Schriftliche Aufgabe 1 — Schreib aus dem Forumsthread über NAT den Abschnitt Wort für Wort ab, beginnend bei „## Strider (23.“ und endend bei „Hope that helps!“.

Ausgangstext —
# Nat



## nouser (14. Oktober 2002)

kurze frage

was is ne nat was macht ne nat???

kann mir doch bestimmt einer weiterhelfen oder?


----------



## Dunsti (14. Oktober 2002)

NAT steht für "NETWORK ADRESS TRANSLATION" also eine Netzwerkadressumsetzung.

die Internetverbindungsfreigabe von Windows macht sowas z.B. 


Dunsti


----------



## DarkLordSilver (14. Oktober 2002)

jepp sie tut einfach die adressen der externen IP auf die interne IP übersetzen ...das ist z.b. auch das was manche router können... wenn du ein TCP packet an das internet schickst tut nat einfach deine IP die im internen netz hast ausradieren und die erxterne die der router oder der pc mit ICS hat einsezten..dann geht das raus und wenn die antwort kommt bzw das anwortpaket, tut NAT die exteren IP wieder zur internen umwandlen und das packe entsprechen weiterleiten


----------



## Strider (23. Oktober 2002)

> _Original geschrieben von nouser _
> *kurze frage
> 
> was is ne nat was macht ne nat???
> ...



NAT setzt Deine (mehreren) interneprivaten im Internet nicht gültige LAN-IP Adresse auf die eine öffentliche im Internet gültige Adresse um, die die Teletubbies (bzw. Dein Provider) Dir jedesmal neu verpassen (dynamische IP), wenn Du Online gehst.
Darum ist es ja auch nicht ganz einfach, wenn jemand über das Internet mit Deinem Rechner kommunizieren will. Normalerweise müsstest Du ihm erst mal mitteilen, welche IP-Adresse Dir die Teletubbies (oder welcher Provider auch immer) gerade zugewiesen hat.
Hilfe bieten Dienste wid DynDNS, die quasi als Vermittlungsstelle fungieren.
Hope that helps!

Cya -

Strider


----------



## DarkLordSilver (24. Oktober 2002)

höööööööö biste dir da sicher ?!?! dny dns ist doch einfach ein dienst der dir einen domainnamen zuweisen kann wenn du ne dynamische IP hast.. -> DSL und kabel usw. und jedesmal wenn du ne neue IP kriegst beim einwählen, dann reggt dyndns das und tut das entsprechend vermerken .. das bringt nacher den vorteil das du sone URL hast wie http://www.blabal.dyndns.org...... und nicht ne ip wie 228.12.48.25 ^^


----------

Schriftliche Aufgabe 2 — Tausche in den Datensätzen „corn cob“ gegen „ear of corn“ aus, beginnend bei der Zeile mit „cob stem end.“ und endend mit der letzten Zeile der Datensätze, beide Enden eingeschlossen. Gib nur diese Zeilen wieder und lass alles andere unverändert.

Zu nutzende Daten —

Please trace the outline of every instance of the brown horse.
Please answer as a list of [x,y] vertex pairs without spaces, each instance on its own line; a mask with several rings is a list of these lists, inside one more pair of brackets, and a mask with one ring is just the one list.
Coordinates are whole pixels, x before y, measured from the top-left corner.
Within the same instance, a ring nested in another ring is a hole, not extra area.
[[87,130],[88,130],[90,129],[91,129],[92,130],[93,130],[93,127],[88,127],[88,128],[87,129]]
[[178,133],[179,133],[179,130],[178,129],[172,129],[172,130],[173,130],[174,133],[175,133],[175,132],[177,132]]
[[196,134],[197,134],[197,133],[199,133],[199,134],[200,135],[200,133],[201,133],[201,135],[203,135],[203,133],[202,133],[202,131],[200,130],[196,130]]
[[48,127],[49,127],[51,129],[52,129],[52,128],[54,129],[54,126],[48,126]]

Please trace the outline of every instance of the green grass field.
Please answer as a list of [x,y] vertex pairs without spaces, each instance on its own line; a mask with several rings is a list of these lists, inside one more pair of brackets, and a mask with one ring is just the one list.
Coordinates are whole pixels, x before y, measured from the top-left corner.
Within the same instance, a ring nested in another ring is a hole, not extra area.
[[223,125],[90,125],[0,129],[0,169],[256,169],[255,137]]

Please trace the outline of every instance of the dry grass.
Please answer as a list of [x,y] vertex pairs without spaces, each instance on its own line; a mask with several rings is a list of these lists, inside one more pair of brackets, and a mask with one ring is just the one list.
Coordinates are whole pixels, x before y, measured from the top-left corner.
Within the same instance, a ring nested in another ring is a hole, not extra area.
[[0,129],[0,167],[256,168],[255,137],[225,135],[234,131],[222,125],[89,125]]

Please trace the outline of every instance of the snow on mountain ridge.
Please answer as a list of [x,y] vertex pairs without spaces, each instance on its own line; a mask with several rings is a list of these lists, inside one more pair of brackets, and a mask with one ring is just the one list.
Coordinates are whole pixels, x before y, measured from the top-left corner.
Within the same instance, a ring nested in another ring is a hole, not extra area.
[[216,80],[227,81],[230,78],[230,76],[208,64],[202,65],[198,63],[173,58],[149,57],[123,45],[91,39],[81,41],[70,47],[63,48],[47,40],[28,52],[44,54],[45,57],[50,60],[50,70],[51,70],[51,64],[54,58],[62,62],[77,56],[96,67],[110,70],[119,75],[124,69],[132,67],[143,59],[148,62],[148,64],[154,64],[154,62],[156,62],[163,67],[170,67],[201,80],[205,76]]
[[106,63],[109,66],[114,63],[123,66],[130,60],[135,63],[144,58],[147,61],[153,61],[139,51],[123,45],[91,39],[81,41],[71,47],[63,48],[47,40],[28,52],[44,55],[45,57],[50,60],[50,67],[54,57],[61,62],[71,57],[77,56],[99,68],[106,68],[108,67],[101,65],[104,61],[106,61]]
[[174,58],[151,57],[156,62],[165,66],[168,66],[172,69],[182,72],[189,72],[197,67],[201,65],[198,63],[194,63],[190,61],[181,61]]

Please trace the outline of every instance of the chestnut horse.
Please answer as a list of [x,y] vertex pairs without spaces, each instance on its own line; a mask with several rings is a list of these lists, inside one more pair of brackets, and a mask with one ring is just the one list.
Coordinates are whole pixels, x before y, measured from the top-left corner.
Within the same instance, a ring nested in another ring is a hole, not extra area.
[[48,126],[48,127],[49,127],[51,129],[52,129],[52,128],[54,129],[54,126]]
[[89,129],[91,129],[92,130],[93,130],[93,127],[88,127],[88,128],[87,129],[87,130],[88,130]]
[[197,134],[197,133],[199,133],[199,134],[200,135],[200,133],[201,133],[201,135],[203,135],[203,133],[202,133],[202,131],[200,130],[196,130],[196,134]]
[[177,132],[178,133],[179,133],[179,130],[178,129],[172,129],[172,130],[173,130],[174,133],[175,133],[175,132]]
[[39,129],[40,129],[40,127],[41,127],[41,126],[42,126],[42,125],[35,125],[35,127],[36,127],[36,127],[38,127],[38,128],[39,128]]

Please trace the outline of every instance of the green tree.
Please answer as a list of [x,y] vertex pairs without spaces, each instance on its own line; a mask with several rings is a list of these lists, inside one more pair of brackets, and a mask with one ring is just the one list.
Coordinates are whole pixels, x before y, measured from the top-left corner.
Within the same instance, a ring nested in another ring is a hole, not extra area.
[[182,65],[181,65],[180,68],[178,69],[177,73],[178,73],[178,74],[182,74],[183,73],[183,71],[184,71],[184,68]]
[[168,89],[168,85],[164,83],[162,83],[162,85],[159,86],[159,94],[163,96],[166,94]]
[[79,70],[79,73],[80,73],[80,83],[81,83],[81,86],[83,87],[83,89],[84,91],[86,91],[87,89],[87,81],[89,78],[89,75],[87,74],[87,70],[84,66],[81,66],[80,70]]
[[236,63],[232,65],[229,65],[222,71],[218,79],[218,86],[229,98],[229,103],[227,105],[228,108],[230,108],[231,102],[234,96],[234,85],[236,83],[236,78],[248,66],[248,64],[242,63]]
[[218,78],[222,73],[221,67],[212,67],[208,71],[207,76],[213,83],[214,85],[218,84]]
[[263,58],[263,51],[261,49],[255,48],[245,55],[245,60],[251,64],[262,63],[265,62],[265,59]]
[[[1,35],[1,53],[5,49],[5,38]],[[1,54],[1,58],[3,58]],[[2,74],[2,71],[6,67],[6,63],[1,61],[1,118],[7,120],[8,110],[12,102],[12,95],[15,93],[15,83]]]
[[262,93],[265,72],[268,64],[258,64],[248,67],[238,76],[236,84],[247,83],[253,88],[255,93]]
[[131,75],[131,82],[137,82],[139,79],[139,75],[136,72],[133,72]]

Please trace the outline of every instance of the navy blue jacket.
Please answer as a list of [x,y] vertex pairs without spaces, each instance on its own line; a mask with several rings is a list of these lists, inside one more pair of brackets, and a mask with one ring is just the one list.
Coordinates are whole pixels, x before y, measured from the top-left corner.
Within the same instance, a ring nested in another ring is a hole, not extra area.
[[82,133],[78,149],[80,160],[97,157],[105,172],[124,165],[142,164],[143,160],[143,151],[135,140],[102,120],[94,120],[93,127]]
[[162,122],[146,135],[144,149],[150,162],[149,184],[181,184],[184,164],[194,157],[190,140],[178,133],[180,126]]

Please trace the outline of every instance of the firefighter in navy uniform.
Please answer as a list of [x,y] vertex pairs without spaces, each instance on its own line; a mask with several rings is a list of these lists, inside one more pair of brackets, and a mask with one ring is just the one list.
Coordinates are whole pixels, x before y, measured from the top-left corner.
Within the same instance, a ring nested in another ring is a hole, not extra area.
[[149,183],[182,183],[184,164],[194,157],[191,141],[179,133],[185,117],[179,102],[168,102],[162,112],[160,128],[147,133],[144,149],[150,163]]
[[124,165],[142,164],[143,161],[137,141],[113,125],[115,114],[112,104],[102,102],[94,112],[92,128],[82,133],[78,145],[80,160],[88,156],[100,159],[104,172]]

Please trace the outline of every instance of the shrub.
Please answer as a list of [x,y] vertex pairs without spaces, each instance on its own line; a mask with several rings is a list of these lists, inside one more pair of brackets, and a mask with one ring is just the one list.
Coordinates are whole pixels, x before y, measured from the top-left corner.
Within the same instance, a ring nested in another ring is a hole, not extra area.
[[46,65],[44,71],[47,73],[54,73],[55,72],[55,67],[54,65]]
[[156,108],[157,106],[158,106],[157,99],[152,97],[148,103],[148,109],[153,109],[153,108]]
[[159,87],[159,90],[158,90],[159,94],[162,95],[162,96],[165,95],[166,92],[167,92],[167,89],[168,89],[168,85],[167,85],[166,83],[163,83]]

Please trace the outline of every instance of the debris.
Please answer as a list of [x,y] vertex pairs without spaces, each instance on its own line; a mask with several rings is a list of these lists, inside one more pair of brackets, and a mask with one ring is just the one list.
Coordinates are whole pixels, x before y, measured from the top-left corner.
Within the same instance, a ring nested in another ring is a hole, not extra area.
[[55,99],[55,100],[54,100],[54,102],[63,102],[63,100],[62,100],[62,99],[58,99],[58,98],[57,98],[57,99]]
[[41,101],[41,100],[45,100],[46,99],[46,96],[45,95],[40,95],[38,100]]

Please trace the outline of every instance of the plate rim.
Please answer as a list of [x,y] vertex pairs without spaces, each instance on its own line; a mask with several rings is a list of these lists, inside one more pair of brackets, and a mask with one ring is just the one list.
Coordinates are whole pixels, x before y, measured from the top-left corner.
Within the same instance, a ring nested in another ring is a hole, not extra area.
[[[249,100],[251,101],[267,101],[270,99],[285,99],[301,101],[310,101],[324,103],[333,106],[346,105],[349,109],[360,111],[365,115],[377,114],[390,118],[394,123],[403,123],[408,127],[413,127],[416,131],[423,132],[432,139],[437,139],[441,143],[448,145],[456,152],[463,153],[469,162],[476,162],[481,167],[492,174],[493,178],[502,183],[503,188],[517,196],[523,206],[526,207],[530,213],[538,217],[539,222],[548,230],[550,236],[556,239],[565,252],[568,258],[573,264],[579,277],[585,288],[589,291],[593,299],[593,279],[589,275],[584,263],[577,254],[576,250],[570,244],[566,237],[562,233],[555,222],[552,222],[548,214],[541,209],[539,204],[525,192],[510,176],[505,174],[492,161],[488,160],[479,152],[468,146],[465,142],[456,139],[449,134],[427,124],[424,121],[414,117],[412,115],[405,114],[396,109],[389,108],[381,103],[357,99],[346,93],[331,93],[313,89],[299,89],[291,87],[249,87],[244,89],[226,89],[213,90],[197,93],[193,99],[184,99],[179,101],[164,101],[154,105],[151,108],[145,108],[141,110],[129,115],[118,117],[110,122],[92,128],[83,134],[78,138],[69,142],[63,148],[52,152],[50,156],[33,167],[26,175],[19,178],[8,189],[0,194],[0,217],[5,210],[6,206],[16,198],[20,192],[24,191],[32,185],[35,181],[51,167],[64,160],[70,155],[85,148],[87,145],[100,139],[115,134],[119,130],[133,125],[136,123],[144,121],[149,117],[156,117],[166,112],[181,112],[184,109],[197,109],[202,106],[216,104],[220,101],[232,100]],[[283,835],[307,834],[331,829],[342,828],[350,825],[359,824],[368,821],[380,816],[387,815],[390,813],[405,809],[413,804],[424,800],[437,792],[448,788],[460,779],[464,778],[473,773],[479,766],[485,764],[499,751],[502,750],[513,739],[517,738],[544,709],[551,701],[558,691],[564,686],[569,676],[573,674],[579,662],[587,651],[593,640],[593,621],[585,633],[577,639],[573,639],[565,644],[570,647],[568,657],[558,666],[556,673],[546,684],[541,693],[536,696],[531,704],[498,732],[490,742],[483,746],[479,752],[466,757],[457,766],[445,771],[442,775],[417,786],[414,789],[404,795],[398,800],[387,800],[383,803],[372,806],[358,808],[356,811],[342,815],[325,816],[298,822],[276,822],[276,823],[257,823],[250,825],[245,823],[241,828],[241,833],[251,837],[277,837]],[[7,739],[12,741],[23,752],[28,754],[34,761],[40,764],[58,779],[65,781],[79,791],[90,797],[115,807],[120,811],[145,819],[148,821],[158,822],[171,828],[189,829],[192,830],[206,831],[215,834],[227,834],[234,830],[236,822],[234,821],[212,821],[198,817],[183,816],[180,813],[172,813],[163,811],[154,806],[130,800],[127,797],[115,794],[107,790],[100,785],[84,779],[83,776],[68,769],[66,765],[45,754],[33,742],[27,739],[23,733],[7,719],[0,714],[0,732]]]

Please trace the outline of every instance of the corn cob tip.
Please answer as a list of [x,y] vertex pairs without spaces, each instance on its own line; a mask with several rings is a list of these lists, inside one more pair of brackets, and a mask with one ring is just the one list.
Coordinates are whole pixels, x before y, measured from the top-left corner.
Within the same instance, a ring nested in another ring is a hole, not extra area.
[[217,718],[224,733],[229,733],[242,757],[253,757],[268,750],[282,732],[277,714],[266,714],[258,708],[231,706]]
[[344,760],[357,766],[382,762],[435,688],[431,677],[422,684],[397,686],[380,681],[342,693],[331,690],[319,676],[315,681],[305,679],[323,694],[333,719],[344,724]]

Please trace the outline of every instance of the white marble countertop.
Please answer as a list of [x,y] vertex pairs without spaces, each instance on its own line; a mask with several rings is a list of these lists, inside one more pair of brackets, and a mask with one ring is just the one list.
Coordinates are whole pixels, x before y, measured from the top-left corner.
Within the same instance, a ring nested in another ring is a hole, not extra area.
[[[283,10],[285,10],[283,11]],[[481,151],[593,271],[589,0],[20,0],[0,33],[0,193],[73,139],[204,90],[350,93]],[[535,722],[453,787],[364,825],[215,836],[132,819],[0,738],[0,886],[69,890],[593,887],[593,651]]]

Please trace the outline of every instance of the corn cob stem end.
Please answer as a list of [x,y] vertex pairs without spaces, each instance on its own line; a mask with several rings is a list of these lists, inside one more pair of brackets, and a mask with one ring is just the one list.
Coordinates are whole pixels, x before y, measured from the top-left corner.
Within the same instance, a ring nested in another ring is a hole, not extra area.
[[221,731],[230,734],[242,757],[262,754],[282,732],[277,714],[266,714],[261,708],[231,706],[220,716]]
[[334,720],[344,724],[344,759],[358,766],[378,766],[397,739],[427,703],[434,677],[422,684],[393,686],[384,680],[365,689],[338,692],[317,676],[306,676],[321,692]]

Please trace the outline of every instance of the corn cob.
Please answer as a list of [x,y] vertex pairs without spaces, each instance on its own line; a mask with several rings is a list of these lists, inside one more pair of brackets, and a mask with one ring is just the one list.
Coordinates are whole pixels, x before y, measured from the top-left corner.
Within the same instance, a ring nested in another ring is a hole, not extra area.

Lösung der Aufgabe 1 —
## Strider (23. Oktober 2002)

> _Original geschrieben von nouser _
> *kurze frage
> 
> was is ne nat was macht ne nat???
> ...



NAT setzt Deine (mehreren) interneprivaten im Internet nicht gültige LAN-IP Adresse auf die eine öffentliche im Internet gültige Adresse um, die die Teletubbies (bzw. Dein Provider) Dir jedesmal neu verpassen (dynamische IP), wenn Du Online gehst.
Darum ist es ja auch nicht ganz einfach, wenn jemand über das Internet mit Deinem Rechner kommunizieren will. Normalerweise müsstest Du ihm erst mal mitteilen, welche IP-Adresse Dir die Teletubbies (oder welcher Provider auch immer) gerade zugewiesen hat.
Hilfe bieten Dienste wid DynDNS, die quasi als Vermittlungsstelle fungieren.
Hope that helps!

Lösung der Aufgabe 2 —
Please trace the outline of every instance of the ear of corn stem end.
Please answer as a list of [x,y] vertex pairs without spaces, each instance on its own line; a mask with several rings is a list of these lists, inside one more pair of brackets, and a mask with one ring is just the one list.
Coordinates are whole pixels, x before y, measured from the top-left corner.
Within the same instance, a ring nested in another ring is a hole, not extra area.
[[221,731],[230,734],[242,757],[262,754],[282,732],[277,714],[266,714],[261,708],[231,706],[220,716]]
[[334,720],[344,724],[344,759],[358,766],[378,766],[397,739],[427,703],[434,677],[422,684],[393,686],[384,680],[365,689],[338,692],[317,676],[306,676],[321,692]]

Please trace the outline of every instance of the ear of corn.
Please answer as a list of [x,y] vertex pairs without spaces, each instance on its own line; a mask with several rings is a list of these lists, inside one more pair of brackets, and a mask with one ring is just the one list.
Coordinates are whole pixels, x before y, measured from the top-left corner.
Within the same instance, a ring nested in another ring is a hole, not extra area.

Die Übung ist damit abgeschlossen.